> What is required
According to the paddling safety checklist, which VHF radio channels carry Coast Guard emergency information?

> Selected excerpt
·····

Before you leave the house:
  • Plan a route appropriate for the experience level of your group; use navigational charts; identify possible danger zones and emergency evacuation options.
  • Find out what land, if any, is open to the public.
  • In cold weather, dress for water temperature rather than air temperature; consider wearing a wet suit or dry suit.
  • Know your group’s medical needs, abilities, and expectations.
  • Agree on your group’s method for making decisions.
  • Write down emergency phone numbers and VHF radio channels.
  • Coast Guard emergency information: VHF Channel 16 or 9.
  • Listen to the local marine forecast and paddling conditions such as water temperature, wind, tide range and currents.
  • Review paddlers etiquette
  • Complete a float plan.
Before you leave the launch
All group members should gather near the launch site and review these questions together (avoid tying up the ramp!)
  • Basic paddling: Does every participant know strokes, braces, and rescue techniques?
  • Course planning: Does everybody know the intended route, break locations, emergency bailouts, campsites, distances to be covered, contingency plans, and safe landing options?
  • Leadership and decision-making: Is someone in charge in case of danger? Who will make decisions about course changes?
  • Safety: Does everyone know about staying together, how to communicate with others on the water, what to do if someone capsizes?
  • Procedures: Do trip members know how to avoid getting lost or separated from the group, and what to do if someone else gets lost or separated?
  • Outfitting: Is each canoe and kayak equipped with standard safety gear?
  • Tides: Is everyone familiar with the local tides and how they will affect conditions
  • Launching: Is all gear packed and are kayaks and canoes ready to be launched promptly?
Once on the water
  • Visibility: Assume that other boaters cannot see you. Stay out of well-traveled areas, keep your group tight. Use brightly colored boats and life jackets, and wave your paddle in the air to increase visibility.

·····

Stored data:
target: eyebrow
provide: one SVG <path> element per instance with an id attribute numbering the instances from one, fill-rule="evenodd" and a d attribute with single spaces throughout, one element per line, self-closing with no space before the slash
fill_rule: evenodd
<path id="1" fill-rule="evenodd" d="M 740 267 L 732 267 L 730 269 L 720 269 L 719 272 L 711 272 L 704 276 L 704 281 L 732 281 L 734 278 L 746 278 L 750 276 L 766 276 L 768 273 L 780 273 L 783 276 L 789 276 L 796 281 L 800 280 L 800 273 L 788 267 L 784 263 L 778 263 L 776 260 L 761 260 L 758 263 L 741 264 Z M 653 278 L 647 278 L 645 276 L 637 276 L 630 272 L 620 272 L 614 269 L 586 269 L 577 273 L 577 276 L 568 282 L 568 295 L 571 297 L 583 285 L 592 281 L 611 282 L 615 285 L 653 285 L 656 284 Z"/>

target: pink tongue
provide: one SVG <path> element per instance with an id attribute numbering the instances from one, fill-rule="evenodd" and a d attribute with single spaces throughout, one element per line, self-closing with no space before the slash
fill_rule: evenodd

·····

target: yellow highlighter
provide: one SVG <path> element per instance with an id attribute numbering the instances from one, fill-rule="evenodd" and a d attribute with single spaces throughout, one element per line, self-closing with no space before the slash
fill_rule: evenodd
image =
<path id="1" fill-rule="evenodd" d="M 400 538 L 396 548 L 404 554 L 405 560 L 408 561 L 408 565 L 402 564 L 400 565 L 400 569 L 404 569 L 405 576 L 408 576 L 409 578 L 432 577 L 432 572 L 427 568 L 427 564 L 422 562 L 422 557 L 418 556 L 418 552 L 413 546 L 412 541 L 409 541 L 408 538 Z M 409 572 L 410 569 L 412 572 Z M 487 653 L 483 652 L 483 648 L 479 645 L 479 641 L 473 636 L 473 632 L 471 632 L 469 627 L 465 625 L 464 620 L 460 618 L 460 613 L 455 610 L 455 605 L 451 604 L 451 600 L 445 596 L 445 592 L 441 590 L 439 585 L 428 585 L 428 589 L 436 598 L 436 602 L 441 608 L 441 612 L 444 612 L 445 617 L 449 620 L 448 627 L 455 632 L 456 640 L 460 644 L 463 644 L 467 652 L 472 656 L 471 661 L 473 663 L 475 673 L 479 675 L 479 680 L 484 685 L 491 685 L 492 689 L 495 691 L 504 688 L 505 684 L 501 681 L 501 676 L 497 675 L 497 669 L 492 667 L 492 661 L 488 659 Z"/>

·····

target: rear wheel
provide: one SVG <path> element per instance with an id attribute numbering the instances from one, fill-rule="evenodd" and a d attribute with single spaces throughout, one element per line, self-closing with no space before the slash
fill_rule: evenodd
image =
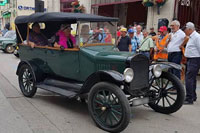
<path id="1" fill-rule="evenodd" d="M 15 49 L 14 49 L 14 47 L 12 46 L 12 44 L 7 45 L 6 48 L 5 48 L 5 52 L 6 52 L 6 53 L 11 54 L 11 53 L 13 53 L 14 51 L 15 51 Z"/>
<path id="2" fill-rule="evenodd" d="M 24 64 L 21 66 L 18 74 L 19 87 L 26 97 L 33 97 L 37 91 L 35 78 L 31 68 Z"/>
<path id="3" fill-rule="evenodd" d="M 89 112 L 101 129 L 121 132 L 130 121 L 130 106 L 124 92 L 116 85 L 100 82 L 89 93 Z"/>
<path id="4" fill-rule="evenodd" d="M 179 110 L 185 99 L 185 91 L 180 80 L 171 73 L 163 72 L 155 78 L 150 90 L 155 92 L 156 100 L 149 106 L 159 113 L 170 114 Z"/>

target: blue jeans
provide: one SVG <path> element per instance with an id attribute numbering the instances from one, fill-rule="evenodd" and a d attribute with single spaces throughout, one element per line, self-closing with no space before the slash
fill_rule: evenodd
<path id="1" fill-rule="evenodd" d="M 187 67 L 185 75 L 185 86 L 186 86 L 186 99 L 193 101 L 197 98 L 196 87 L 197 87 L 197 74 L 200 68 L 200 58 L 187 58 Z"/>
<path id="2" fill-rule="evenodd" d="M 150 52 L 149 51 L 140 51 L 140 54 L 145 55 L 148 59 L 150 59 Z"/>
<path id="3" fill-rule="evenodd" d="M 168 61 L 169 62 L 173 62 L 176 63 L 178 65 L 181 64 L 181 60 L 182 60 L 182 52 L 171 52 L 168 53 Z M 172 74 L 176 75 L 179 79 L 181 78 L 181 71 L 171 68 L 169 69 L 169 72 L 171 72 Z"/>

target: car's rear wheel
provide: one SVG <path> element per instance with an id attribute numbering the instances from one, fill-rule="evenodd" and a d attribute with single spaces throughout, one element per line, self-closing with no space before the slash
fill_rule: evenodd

·····

> Output for this task
VHF Channel 16 or 9.